### Exercise requirements
Write out every line of the items below word for word, leaving out the pictures.

### Task material

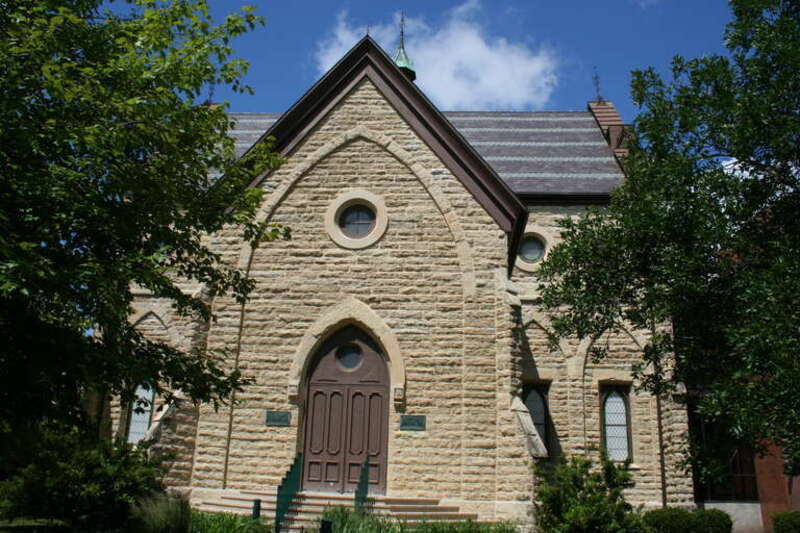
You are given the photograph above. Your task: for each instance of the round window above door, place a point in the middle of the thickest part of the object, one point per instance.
(356, 219)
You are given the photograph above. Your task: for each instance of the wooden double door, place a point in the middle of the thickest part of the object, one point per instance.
(347, 415)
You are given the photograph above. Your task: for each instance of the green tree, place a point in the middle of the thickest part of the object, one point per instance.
(701, 244)
(108, 153)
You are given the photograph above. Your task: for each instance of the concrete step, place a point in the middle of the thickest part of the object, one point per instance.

### Exercise response
You are given the photograph above. Your task: for each instance of the round window above door, place a point in the middle of the thickest part of the object, one point per instance.
(356, 219)
You are given the photograph above. Your task: for each instance of the wooden double door, place a point in the middle of the thickest part of the object, one point per instance.
(347, 415)
You are given the photograph above. Your task: for each instance of the green tree, place a point in the middle of the thickest part of the object, one point per instance.
(701, 244)
(108, 153)
You are given the photograph above. Your task: for each instance of the concrete step, place a point in the middle of the thickest part of the object, one point per instance.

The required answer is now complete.